- What is required:
Write out all of the records below word for word, with no changes.

- Dataset records:
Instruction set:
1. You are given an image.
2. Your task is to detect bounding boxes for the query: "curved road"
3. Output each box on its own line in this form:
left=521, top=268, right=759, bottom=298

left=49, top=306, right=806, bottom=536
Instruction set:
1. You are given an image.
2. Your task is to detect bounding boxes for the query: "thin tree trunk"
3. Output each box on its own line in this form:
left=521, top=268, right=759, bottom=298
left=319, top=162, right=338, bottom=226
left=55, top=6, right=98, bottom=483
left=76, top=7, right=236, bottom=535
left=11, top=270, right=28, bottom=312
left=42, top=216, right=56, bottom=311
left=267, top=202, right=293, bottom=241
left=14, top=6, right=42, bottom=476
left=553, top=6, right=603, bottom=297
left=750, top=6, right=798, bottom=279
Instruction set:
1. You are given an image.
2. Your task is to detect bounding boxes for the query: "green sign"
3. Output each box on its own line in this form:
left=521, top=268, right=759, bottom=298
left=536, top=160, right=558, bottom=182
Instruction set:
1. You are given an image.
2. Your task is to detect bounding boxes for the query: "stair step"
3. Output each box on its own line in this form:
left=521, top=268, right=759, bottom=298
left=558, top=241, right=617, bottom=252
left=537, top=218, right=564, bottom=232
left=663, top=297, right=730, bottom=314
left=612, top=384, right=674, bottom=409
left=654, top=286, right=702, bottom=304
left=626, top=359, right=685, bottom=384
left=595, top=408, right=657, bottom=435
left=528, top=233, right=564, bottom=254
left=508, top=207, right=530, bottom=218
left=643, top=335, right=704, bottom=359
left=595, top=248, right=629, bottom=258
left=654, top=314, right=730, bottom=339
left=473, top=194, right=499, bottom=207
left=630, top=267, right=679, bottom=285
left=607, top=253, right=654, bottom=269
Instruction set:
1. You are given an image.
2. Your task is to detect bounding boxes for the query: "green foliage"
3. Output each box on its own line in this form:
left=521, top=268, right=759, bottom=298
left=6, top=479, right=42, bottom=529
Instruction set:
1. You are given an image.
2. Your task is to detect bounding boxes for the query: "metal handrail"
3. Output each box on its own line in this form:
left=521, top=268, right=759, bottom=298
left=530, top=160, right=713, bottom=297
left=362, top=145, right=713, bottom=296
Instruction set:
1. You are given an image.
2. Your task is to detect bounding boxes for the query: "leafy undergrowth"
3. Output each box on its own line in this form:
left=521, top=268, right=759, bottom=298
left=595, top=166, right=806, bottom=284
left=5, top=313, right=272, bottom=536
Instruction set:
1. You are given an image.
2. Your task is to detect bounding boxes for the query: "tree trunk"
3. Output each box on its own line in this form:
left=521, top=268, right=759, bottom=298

- Answer to this problem:
Instruction set:
1. You are given an image.
2. Your task is to detect bounding boxes for the query: "curved road"
3. Output each box on its own line in this form:
left=521, top=268, right=759, bottom=298

left=49, top=306, right=806, bottom=536
Instruction set:
1. You are given an image.
2. Your task is to detect bounding boxes for the query: "thin tree trunk"
3. Output each box on its own line in this form:
left=521, top=268, right=759, bottom=298
left=319, top=162, right=338, bottom=226
left=55, top=6, right=98, bottom=483
left=76, top=7, right=236, bottom=535
left=11, top=270, right=28, bottom=312
left=42, top=216, right=56, bottom=311
left=267, top=202, right=293, bottom=241
left=14, top=6, right=42, bottom=476
left=553, top=6, right=603, bottom=297
left=750, top=6, right=798, bottom=279
Instruction set:
1. You are given an image.
2. Your task is to detect bounding boxes for the query: "green sign"
3. Output each box on its own line in this form:
left=521, top=268, right=759, bottom=298
left=536, top=160, right=558, bottom=182
Instruction set:
1. You are given an image.
2. Your task is to detect bounding boxes for the query: "stair step"
3. Output each box on its own line in this form:
left=521, top=268, right=759, bottom=298
left=558, top=241, right=617, bottom=252
left=537, top=218, right=564, bottom=232
left=663, top=297, right=730, bottom=314
left=612, top=384, right=674, bottom=409
left=654, top=286, right=702, bottom=304
left=626, top=359, right=685, bottom=384
left=595, top=408, right=657, bottom=435
left=528, top=233, right=564, bottom=254
left=508, top=207, right=530, bottom=218
left=643, top=335, right=704, bottom=359
left=595, top=248, right=629, bottom=258
left=654, top=314, right=730, bottom=339
left=473, top=194, right=499, bottom=207
left=630, top=267, right=679, bottom=285
left=607, top=253, right=654, bottom=269
Instruction set:
1. You are given an image.
2. Your task is to detect bounding boxes for the query: "green foliage"
3. Output each box on its own line in this form:
left=521, top=268, right=759, bottom=298
left=6, top=479, right=42, bottom=529
Instruction set:
1. You are given an image.
2. Your task is to detect bounding boxes for the query: "metal handrail"
3. Output each box on its own line in this form:
left=521, top=268, right=759, bottom=298
left=530, top=160, right=713, bottom=297
left=362, top=145, right=713, bottom=296
Instruction set:
1. You are given an image.
2. Your task is to detect bounding boxes for the query: "leafy undergrowth"
3. Output each box on its own line in this form:
left=521, top=268, right=759, bottom=298
left=595, top=166, right=806, bottom=284
left=5, top=313, right=272, bottom=536
Instruction set:
1. You are given an image.
2. Your task is to detect bounding boxes for the query: "tree trunk"
3. Output each box on its own line in this form:
left=521, top=268, right=759, bottom=298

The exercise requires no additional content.